**ACTIONS TO TAKE**
a) In the essay on gender and self-identification, what nationality does the writer give as the reason the view is likely Westernized?
b) Carry the essay on gender and self-identification forward from its final question, in the same voice.

I know this is a fairly long post and you should read the entire thing to get the full effect, but if you must skim I have put the important passages in bold for you.
I would like to preface this by saying that I am not writing about how the world we live in should be or indicating that a lack of self-identification is right; I am strictly discussing the status quo and how things actually are. I find that people get hung up on the word as soon as I mention self-identification and become automatically defensive no matter what I am actually saying, so please keep that in mind as you are reading this. I am simply musing about the social construct of gender, how I think society plays into identity and how I observe society operating within those boundaries.
Take the following scenarios as food for thought and contemplate what you would genuinely do and think in the situation, as well as what you would label these people as. Do not focus on the should, but rather the would. The questions I pose are what someone may be potentially thinking.
That being said, this is not a scientific study or experiment by any means. It is simply my observations and hypotheses as best I can articulate them, with most of them being broad generalizations that focus on the macro aspects of life.
And while I try to be objective, it is impossible to be completely aware of all of one’s biases. For example, this will probably be an extremely Westernized view of gender and society, but that is because I am American and I have only a very small amount of exposure to specifically non-Western gender study; therefore, it wouldn’t be appropriate for me to pretend like all of this is applicable to every single person in every single situation.
All right, disclaimer over.
We don’t live in a vacuum. There isn’t a wide selection of any and every identity that people can just try on at will, like at a clothing store. But much like a clothing store we have a certain amount of options to choose from, and each one looks different on us. Am I going to the men’s or women’s section? If I am in women’s, do I want a femmey dress? Or maybe a more butch polo?
But these decisions have more weight than one might think. I might believe I look good in the more butch attire, but to the unsuspecting society member, I look like lesbian. But what if I am straight? What if I am a self- identified straight woman who is a bit butchy in appearance, but I am read as a lesbian by most people? What if I am interviewed for a job and then don’t receive it because my potential employer thinks I am a lesbian? Does my self-identification as straight mean much to society at large because my gender expression leads people to believe I am a lesbian?
I personally am a femme woman and pass as straight to almost all straight people. I am sure I receive privileges that come along with assumed heterosexuality that my gender-variant comrades don’t.
I accept that gender is a social construction, and that it didn’t necessarily have to be set up the way it is. But if the entire idea behind gender is that it is something society decided – and thus society pretty much decided your identity for you based upon what’s in your pants – how big of an impact does self-identification really make? Do we even really have the power to self-identify?

Location identification items:

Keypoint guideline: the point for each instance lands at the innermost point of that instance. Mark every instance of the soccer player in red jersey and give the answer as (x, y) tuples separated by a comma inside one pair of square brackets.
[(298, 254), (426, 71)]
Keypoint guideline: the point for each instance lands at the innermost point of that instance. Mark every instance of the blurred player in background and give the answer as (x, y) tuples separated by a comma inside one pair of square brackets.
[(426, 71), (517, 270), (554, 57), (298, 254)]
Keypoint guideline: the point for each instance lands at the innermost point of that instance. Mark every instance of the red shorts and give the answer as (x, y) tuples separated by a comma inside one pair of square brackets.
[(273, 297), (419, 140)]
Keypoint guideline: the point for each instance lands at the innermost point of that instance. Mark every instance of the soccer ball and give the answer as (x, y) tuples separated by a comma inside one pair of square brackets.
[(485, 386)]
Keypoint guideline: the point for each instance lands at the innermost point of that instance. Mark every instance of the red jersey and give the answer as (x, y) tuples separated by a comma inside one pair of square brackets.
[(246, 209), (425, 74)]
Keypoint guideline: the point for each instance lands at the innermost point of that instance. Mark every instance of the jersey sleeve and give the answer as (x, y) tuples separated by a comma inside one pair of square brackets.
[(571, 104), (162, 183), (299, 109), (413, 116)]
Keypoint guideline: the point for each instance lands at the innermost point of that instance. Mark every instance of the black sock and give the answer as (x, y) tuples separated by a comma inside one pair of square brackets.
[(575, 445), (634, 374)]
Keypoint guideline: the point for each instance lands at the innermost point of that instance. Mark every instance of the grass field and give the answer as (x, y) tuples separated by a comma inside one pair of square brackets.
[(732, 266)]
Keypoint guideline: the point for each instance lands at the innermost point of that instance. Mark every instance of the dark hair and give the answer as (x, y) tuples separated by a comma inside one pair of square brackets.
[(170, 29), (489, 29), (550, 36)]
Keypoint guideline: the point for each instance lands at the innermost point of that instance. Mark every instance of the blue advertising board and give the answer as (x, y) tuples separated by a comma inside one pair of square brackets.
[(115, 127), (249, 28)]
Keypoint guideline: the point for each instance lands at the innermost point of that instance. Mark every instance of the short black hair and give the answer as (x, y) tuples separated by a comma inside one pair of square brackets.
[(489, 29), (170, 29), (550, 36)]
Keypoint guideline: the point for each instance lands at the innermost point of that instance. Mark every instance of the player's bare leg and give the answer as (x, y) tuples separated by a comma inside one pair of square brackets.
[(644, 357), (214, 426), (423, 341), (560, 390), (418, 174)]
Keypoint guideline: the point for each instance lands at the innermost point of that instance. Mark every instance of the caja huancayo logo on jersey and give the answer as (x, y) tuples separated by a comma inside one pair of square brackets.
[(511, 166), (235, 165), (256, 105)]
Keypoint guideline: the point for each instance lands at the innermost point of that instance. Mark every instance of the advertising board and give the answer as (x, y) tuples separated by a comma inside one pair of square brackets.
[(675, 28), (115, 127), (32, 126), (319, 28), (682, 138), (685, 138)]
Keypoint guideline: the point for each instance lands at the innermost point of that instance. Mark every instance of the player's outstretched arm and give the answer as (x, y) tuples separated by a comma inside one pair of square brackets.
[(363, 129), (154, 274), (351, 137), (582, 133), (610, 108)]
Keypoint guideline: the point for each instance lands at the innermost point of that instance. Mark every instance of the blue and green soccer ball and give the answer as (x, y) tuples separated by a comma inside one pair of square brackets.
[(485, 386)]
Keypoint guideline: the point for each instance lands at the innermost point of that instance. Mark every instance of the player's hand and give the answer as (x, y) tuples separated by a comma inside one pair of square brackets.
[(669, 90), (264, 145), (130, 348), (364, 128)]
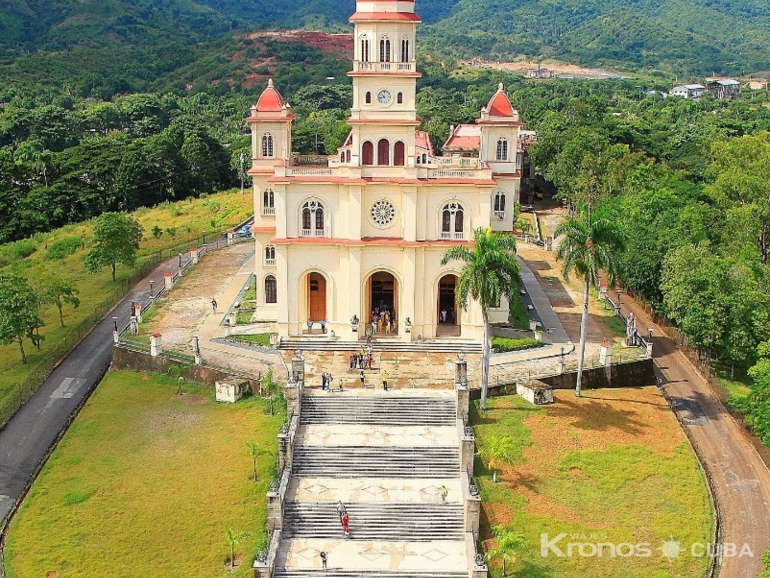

**RESULTS OF THE EXERCISE**
a) American.

b)
Let me make this as clear as possible: I am not saying that people shouldn’t be able to self-identify, I am simply contemplating different scenarios in which our ability to self-identify is lost because our identity doesn’t match up with what other people percieve that identity to be, i.e. when someone doesn’t look like or act like the identity that they identify as. I do not support the gender binary, but pretending we live in a system that isn’t dictated by it – that leaves no room for variation – would be counterintuitive.
Realistically, there are only two options – and I use the term options loosely – that have been set forth for us: male or female. And rarely do most people even recognize gender and it’s consequences and influences, let alone think they weren’t the gender they were assigned at birth or make any real choice in the matter. The vast majority of people and institutions use the terms sex and gender interchangeably, using the term gender in conversation or asking for it on forms – usually in an effort to seem more PC or enlightened or pretentious – when what they are really looking for is sex.
Even some universities ask for gender on applications, and that is very problematic because I know they mean sex. For housing purposes, I know they aren’t putting people of the same gender in rooms together, just that of the same sex, so why use the term gender instead? It’s not what they are looking for.
But if society at large perceives gender, sex and sexuality to all be inherently linked, does that make it so? These are all constructions of that society after all. And if visual cues are used to decide what category of the short list you get, does what you think you are have that much of an effect? Can you transgress what you are assigned just because you say you are something different?
Another example comes to mind about a self-identified bisexual woman. The woman has slept exclusively with women and says she probably won’t be sleeping with men, but is open to the idea. All of her friends know this and view her as a lesbian and treat her as such. Would she then be a lesbian even if she doesn’t identify as one? Her identity is a construction of society, so does society get to decide what definition she fits into?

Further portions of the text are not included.